▸ **Job**
Reproduce every line of the listing that follows, unchanged and in the same order.

** Begin **

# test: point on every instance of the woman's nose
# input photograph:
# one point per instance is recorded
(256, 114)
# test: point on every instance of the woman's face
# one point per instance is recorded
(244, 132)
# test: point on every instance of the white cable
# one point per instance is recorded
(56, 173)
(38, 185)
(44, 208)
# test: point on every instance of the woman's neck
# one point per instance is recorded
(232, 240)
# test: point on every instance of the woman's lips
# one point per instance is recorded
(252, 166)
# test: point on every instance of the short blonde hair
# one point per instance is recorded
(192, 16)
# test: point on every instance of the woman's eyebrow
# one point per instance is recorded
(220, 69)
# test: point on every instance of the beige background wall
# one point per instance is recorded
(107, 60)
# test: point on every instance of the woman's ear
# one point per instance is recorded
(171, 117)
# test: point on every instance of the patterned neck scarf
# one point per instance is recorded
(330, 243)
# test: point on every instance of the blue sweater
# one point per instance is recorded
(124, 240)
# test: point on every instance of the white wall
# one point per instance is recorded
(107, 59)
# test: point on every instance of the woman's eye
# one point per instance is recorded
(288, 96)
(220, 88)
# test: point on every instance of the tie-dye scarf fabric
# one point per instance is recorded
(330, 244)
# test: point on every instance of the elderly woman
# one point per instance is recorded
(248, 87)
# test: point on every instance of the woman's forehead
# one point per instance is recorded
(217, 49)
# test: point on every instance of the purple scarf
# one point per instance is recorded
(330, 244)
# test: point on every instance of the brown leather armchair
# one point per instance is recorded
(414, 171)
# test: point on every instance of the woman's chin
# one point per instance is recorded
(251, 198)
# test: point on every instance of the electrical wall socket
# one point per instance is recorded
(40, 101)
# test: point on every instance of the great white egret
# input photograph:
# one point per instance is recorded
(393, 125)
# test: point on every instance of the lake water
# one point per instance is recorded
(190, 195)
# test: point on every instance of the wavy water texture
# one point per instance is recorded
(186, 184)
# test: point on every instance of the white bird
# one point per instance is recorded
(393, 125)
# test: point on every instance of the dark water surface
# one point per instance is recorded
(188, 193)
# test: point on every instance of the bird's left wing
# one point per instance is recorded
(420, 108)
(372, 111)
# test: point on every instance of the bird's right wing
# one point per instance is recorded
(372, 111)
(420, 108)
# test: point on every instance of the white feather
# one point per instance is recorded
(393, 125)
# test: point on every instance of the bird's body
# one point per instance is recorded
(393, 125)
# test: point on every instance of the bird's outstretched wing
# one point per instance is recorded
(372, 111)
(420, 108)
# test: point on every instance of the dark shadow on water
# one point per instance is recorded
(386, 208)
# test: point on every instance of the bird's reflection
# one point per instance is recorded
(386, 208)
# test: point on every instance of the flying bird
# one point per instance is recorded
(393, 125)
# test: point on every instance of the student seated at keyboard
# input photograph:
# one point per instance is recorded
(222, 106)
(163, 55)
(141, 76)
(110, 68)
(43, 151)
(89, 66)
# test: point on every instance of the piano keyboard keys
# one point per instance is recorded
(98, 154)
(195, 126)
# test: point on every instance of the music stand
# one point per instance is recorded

** End **

▸ **Solution to this exercise**
# test: point on every instance of the woman's nose
# input photograph:
# one point per instance is recorded
(256, 114)
# test: point on every instance of the woman's face
# one point per instance is recorded
(244, 132)
# test: point on every instance of the white cable
# one point per instance is recorded
(56, 173)
(38, 185)
(44, 208)
# test: point on every instance of the woman's neck
# one point per instance is recorded
(232, 240)
# test: point on every instance of the woman's lips
# one point per instance is recorded
(252, 166)
# test: point on every instance of the short blonde hair
# one point per instance is recorded
(192, 16)
# test: point on every instance of the woman's eyebrow
# one point per instance is recorded
(220, 69)
# test: point on every instance of the beige background wall
# one point per instance is recorded
(107, 60)
# test: point on every instance of the woman's ear
# one point per instance is recorded
(171, 117)
# test: point on every instance of the patterned neck scarf
# one point per instance is recorded
(330, 243)
# test: point on every instance of the blue sweater
# one point per instance is recorded
(124, 240)
# test: point on every instance of the white wall
# one point per instance is recorded
(107, 59)
# test: point on every instance of the woman's eye
# one point per instance is recorded
(288, 96)
(220, 88)
# test: point on every instance of the tie-dye scarf fabric
# one point per instance is recorded
(330, 244)
# test: point on every instance of the elderly woman
# one point per instance is recorded
(248, 87)
# test: point on every instance of the woman's forehead
# one point per instance is recorded
(217, 49)
# test: point on every instance of the purple scarf
# one point per instance is recorded
(330, 244)
# test: point on every instance of the brown leather armchair
# one point per instance is recorded
(414, 171)
# test: point on every instance of the woman's chin
# one point per instance is recorded
(251, 198)
# test: point on every instance of the electrical wall socket
# one point per instance is recorded
(40, 101)
# test: point on every instance of the great white egret
# input photograph:
# one point per instance is recorded
(393, 125)
# test: point on every instance of the lake water
# one point per instance is recorded
(190, 195)
# test: point on every instance of the wavy water texture
# one point per instance is recorded
(186, 184)
# test: point on every instance of the white bird
# one point per instance is recorded
(393, 125)
# test: point on every instance of the dark water surface
# one point per instance is recorded
(188, 193)
# test: point on every instance of the bird's left wing
# one point per instance is recorded
(420, 108)
(372, 111)
# test: point on every instance of the bird's right wing
# one point per instance is recorded
(372, 111)
(420, 108)
# test: point on every instance of the white feather
# one point per instance is recorded
(393, 125)
# test: point on every instance of the bird's body
# one point per instance is recorded
(393, 125)
# test: point on every instance of the bird's outstretched wing
# one point per instance is recorded
(372, 111)
(420, 108)
# test: point on every instance of the dark shadow on water
# one point per instance is recorded
(386, 208)
# test: point on every instance of the bird's reflection
# one point per instance is recorded
(386, 208)
# test: point on every instance of the flying bird
# one point per instance is recorded
(393, 125)
# test: point on every instance of the student seated at keyboard
# input photograph:
# one point per instance is recorded
(222, 106)
(163, 55)
(141, 76)
(110, 68)
(43, 151)
(89, 66)
# test: point on every instance of the piano keyboard keys
# one point per instance is recorded
(98, 154)
(195, 126)
# test: point on every instance of the music stand
# one point per instance is recorded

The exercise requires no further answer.